Written request: Reproduce the records word for word, beginning with their first line and stopping after the line that contains "364], [657, 376]]".

[Begin Data to process]

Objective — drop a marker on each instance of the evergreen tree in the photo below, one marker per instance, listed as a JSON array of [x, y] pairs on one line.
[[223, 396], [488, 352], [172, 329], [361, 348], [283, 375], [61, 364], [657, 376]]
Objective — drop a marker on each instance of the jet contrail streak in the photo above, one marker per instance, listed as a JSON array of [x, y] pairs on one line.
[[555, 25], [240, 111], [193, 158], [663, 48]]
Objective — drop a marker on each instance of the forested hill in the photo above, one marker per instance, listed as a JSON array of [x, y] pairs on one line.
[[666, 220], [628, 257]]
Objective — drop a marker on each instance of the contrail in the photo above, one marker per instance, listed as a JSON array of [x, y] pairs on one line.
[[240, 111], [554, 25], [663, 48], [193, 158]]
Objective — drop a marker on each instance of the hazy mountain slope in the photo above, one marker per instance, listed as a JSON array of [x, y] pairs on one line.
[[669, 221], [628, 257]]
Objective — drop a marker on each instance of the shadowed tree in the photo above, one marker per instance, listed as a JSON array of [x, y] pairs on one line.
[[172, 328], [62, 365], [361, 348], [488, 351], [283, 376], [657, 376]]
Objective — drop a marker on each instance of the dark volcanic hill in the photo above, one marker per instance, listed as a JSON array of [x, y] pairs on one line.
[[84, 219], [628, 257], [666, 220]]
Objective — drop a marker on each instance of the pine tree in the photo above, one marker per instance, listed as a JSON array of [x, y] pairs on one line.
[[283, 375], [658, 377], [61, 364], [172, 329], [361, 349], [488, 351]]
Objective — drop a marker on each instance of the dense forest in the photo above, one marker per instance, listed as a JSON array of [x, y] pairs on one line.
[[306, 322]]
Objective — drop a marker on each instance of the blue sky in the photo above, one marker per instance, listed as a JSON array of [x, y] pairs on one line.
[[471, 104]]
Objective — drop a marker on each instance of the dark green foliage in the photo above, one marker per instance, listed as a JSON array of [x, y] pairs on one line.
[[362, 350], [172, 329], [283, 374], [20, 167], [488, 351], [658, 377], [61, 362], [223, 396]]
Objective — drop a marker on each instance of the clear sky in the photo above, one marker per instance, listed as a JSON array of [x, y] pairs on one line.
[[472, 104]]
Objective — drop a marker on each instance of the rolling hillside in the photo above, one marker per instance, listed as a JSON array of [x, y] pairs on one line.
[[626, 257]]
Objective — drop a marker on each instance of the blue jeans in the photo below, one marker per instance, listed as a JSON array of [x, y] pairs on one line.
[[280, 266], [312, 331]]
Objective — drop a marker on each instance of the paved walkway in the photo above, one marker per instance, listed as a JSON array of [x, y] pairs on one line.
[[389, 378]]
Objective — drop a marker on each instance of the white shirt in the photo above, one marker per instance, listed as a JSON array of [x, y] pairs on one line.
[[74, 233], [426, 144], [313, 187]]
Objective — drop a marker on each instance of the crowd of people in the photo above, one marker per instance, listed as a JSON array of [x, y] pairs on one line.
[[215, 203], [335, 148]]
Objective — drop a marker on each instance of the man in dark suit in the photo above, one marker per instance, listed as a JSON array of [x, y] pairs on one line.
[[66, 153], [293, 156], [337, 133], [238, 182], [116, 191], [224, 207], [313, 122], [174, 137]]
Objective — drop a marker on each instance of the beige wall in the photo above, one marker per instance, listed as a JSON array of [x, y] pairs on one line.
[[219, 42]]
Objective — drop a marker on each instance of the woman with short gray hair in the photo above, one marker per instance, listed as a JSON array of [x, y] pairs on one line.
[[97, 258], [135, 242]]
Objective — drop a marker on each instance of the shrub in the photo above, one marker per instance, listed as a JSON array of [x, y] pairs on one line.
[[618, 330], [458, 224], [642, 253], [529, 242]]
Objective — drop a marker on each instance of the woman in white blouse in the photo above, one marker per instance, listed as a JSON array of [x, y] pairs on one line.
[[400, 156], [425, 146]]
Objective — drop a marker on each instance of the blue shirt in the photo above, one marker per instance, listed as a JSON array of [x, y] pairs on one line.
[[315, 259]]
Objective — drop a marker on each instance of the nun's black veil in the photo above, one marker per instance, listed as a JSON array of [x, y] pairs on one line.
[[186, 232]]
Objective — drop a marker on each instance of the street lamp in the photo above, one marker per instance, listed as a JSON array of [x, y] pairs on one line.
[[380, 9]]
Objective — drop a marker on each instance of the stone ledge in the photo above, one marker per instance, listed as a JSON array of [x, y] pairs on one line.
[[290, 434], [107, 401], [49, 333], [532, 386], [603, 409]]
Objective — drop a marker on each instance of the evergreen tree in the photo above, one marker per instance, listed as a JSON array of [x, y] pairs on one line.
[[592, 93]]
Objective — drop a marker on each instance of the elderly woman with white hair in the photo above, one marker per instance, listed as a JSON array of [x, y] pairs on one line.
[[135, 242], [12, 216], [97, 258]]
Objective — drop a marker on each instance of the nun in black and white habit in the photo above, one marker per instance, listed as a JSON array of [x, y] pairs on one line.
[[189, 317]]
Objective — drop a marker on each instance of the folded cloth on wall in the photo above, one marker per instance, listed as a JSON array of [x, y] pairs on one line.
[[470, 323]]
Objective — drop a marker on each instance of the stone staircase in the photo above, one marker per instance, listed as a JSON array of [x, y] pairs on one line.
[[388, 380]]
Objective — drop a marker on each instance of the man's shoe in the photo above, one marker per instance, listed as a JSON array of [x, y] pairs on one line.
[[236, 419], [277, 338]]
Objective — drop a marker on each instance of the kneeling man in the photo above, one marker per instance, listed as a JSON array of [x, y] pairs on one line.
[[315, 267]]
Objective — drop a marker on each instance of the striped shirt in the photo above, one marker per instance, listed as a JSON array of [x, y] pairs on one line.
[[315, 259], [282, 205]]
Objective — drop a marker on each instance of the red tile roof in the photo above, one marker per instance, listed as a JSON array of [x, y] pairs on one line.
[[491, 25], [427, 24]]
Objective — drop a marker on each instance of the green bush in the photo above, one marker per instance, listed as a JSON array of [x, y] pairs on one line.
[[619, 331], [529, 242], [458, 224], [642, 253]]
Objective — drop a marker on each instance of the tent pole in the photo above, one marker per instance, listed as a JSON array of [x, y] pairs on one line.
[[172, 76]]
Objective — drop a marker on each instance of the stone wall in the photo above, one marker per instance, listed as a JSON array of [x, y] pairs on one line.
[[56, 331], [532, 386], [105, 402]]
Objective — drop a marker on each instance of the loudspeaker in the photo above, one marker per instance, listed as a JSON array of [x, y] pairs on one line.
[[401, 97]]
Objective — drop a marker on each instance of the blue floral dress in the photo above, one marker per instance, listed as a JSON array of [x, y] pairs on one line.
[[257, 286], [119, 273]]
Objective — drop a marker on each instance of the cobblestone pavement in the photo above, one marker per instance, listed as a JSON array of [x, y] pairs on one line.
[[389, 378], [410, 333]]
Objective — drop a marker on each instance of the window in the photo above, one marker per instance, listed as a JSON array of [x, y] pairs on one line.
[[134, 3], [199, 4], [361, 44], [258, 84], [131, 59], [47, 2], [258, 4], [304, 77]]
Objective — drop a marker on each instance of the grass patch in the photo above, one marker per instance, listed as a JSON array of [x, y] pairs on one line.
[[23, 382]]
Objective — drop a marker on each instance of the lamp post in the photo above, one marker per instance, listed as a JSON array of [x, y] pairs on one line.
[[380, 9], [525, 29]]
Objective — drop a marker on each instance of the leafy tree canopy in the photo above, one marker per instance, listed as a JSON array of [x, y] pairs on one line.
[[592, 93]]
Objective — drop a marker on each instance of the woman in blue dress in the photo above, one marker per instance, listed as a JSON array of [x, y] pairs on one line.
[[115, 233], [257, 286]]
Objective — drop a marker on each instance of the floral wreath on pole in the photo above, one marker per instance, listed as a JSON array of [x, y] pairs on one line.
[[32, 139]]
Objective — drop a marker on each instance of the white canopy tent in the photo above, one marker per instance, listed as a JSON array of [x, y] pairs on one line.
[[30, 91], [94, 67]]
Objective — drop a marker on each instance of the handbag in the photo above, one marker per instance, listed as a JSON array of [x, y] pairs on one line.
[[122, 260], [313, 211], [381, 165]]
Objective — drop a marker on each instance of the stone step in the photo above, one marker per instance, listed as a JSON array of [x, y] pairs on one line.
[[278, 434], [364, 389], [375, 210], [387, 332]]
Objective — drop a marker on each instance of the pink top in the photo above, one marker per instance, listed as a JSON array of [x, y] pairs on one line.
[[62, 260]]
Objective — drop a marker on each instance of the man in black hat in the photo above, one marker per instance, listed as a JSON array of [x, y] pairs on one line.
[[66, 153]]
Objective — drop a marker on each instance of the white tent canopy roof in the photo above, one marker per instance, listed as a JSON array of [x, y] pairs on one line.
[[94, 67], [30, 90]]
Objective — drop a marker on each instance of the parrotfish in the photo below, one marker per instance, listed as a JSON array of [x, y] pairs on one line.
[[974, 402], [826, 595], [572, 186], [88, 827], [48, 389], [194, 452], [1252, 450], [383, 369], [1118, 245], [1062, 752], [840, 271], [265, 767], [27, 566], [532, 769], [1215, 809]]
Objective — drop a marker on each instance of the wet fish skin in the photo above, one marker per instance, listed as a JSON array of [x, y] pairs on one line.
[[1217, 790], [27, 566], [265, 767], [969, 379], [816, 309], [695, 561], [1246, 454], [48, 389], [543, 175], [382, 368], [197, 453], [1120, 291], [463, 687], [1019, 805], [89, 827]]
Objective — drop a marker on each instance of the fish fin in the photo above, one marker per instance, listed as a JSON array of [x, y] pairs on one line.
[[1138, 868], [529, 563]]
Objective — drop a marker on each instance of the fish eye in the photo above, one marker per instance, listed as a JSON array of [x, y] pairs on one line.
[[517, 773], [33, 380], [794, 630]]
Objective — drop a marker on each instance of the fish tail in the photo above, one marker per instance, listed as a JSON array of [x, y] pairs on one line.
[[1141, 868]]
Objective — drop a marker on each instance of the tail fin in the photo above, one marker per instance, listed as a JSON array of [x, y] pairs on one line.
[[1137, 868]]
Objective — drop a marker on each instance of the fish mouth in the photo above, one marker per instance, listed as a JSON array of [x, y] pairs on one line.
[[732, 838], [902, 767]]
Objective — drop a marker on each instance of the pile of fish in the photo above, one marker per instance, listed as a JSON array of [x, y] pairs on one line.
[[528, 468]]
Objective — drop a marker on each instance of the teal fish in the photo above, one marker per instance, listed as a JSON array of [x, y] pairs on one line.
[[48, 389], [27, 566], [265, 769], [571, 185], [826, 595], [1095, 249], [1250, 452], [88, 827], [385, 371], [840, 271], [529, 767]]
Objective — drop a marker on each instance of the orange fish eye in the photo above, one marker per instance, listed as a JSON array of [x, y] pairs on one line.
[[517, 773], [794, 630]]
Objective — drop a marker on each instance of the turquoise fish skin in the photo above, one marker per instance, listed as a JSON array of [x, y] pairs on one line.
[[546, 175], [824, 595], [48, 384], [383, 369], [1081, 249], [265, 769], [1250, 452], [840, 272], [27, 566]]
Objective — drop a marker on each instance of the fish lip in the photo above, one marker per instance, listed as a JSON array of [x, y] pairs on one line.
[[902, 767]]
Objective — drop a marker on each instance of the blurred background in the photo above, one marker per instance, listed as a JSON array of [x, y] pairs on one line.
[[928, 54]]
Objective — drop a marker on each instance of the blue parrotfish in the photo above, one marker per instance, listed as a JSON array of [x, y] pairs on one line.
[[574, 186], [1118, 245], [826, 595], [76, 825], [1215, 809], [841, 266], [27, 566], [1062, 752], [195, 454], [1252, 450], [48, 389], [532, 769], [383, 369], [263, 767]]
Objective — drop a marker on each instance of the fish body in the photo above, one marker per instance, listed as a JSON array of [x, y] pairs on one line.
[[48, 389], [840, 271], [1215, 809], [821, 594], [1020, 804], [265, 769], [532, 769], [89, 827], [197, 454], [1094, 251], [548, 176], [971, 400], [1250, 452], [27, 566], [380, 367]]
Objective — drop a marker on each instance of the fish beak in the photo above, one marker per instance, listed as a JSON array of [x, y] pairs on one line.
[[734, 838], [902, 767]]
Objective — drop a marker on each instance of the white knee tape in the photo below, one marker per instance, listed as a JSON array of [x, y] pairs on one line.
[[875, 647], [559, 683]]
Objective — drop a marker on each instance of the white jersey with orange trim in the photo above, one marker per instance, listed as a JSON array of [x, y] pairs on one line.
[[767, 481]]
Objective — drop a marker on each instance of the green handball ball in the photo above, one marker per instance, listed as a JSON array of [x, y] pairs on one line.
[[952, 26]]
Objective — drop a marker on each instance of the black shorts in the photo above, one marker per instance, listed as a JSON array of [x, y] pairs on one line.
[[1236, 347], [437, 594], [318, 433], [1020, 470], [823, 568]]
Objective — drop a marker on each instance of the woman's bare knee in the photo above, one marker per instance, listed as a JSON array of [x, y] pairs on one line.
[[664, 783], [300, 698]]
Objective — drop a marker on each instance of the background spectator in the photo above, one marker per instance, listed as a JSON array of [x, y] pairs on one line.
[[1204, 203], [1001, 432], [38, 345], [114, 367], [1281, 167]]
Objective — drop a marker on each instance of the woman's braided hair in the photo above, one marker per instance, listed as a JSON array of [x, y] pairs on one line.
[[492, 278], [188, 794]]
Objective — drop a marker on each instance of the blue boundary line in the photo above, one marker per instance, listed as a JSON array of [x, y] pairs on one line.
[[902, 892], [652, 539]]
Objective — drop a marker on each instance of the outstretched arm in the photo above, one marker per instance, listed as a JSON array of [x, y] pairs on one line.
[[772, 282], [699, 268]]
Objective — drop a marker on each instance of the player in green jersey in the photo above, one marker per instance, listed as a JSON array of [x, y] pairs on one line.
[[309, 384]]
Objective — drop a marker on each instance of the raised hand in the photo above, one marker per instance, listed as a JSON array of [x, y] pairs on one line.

[End Data to process]

Written solution:
Objective — drop a marker on each instance of the evergreen tree in the photo below, one marker per instance, listed as a JSON array of [x, y] pairs on one line.
[[223, 396], [488, 352], [172, 329], [361, 348], [283, 375], [61, 364], [657, 376]]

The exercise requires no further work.